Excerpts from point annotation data
□ □ □ □ □ □ □
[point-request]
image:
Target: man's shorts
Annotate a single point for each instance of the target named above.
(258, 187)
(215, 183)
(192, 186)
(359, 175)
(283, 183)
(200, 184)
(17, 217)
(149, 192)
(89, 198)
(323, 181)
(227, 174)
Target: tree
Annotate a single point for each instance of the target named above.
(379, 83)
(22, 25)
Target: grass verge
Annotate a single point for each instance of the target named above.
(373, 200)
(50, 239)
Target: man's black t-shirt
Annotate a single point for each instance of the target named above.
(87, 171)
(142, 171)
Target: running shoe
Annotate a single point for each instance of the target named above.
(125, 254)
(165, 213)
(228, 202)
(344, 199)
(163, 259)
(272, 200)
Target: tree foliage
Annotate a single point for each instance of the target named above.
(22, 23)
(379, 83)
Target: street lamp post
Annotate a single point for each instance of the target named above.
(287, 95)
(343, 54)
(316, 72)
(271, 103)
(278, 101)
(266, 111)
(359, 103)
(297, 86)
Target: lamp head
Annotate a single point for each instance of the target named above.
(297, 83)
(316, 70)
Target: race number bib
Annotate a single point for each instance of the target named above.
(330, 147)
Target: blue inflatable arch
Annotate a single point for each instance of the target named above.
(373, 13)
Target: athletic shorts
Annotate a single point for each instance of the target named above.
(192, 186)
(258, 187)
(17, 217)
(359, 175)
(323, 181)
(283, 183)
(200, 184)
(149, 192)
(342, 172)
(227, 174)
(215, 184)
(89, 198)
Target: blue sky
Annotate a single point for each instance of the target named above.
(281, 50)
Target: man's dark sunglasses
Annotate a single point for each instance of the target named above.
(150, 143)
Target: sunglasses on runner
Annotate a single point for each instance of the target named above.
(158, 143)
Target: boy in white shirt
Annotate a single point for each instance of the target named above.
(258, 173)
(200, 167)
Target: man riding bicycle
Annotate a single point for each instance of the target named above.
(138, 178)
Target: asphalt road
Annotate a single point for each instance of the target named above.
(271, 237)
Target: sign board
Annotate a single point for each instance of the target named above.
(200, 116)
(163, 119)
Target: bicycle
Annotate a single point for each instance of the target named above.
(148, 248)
□ □ □ □ □ □ □
AIM OF THE EXERCISE:
Could you reproduce every record above exactly as it appears?

ANSWER FOR THIS EXERCISE:
[point-request]
image:
Target: man's shorts
Annotate a single point for each instance of the target named above.
(258, 187)
(215, 183)
(192, 186)
(359, 175)
(283, 183)
(200, 184)
(17, 217)
(149, 192)
(89, 198)
(323, 181)
(227, 174)
Target: tree
Annotate a single point for each instance of the target named above.
(379, 83)
(22, 25)
Target: grass verge
Annotate a single point for each instance of the target named above.
(373, 200)
(50, 239)
Target: man's black t-shirt
Annotate a single point for each instance of the target named above.
(87, 171)
(142, 171)
Target: running shoe
Annotate a single point for each instance of the target named above.
(125, 254)
(165, 213)
(228, 202)
(344, 199)
(163, 259)
(272, 200)
Target: tree foliage
Annotate a single point for each instance of the target named above.
(22, 23)
(379, 83)
Target: street lamp post
Annotate a single point for each instance of the target named above.
(287, 95)
(343, 54)
(316, 72)
(271, 103)
(278, 101)
(266, 111)
(359, 103)
(297, 86)
Target: lamp head
Annotate a single point for each instance of the target named above.
(297, 83)
(316, 70)
Target: race number bib
Annotate a single point for each instance of the target named above.
(330, 147)
Target: blue inflatable arch
Annotate a single point for each instance of the target named above.
(373, 13)
Target: athletic shorts
Annotate a single point for each instance of the target named above.
(192, 186)
(258, 187)
(17, 217)
(359, 175)
(323, 181)
(283, 183)
(200, 184)
(149, 192)
(342, 172)
(227, 174)
(215, 184)
(89, 198)
Target: blue sky
Annotate a single point for each instance of the target named above.
(281, 50)
Target: man's dark sunglasses
Annotate a single point for each instance of the target named above.
(150, 143)
Target: sunglasses on runner
Annotate a single point for each instance of the target named above.
(158, 143)
Target: boy in white shirt
Annotate a single point for each instance of the target named above.
(258, 173)
(200, 167)
Target: man riding bicycle
Annotate a single point for each instance of the target named above.
(138, 178)
Target: asphalt road
Annotate a single point for each instance of the target named above.
(271, 237)
Target: sign board
Annotate a single point for each instance of the target named above.
(200, 116)
(163, 119)
Target: bicycle
Annotate a single point for each instance of the target named above.
(148, 248)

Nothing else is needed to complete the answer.